→ QUOTED PASSAGE

This is a parser and address normalizer for the bulk data from OpenStates
A large portion of this code is devoted to taking unstructred address strings and turning them into structured data with the help of http://federalgovernmentzipcodes.us/.
(Eventually I'd like to use TIGER data to help with the parsing and normalization.)
Please see free-zipcode-database-parser for the table required.
My most current address normalization and the errors encountered can be found at http://jimkeener.com/state-legislators.tar.bz2.
To run, a database user and name must be supplied. See the example config file for the format if you choose to use a config file. The command line options override the config file.
$ python3 create-csv.py -h
Usage: create-csv.py [options]
Options:
-h, --help show this help message and exit
-u USER, --user=USER User to log into the database as
-D DB_NAME, --db=DB_NAME
Database to log into
-d DB_HOST, --host=DB_HOST
Database host to log into (Default: localhost)

→ PROBLEMS AND TASKS
a - Return the stretch of the OpenStates parser description from "This is a parser" through "found at http://jimkeener.com/state-legislators.tar.bz2.", copied word for word.
b - According to the OpenStates parser description, what database host does the script use by default?
c - Extend the OpenStates parser description, picking up right after its final sentence.

→ INFORMATION SHOWN
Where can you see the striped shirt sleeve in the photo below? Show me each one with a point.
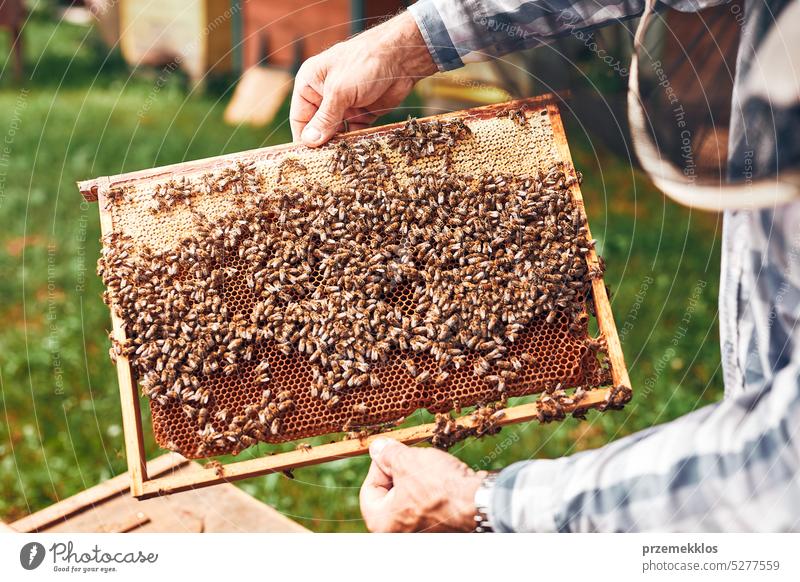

→ EXERCISE ANSWERS
a -
This is a parser and address normalizer for the bulk data from OpenStates
A large portion of this code is devoted to taking unstructred address strings and turning them into structured data with the help of http://federalgovernmentzipcodes.us/.
(Eventually I'd like to use TIGER data to help with the parsing and normalization.)
Please see free-zipcode-database-parser for the table required.
My most current address normalization and the errors encountered can be found at http://jimkeener.com/state-legislators.tar.bz2.

b - localhost

c -
-v VERBOSITY, --verbosity=VERBOSITY
How much should I complain? OFF, CRITICAL, ERROR,
WARNING, INFO or DEBUG (Default: DEBUG)
-c CONFIG, --config=CONFIG
Location of a config file
-o OUTFILE, --outfile=OUTFILE
Name of the output file (Default: ./legislators.csv)
-l LOGFILE, --logfile=LOGFILE
Name of the log file (Default: -)
-i INDIR, --indir=INDIR
Location of the input directory (Default:
./openstates.org/legislators)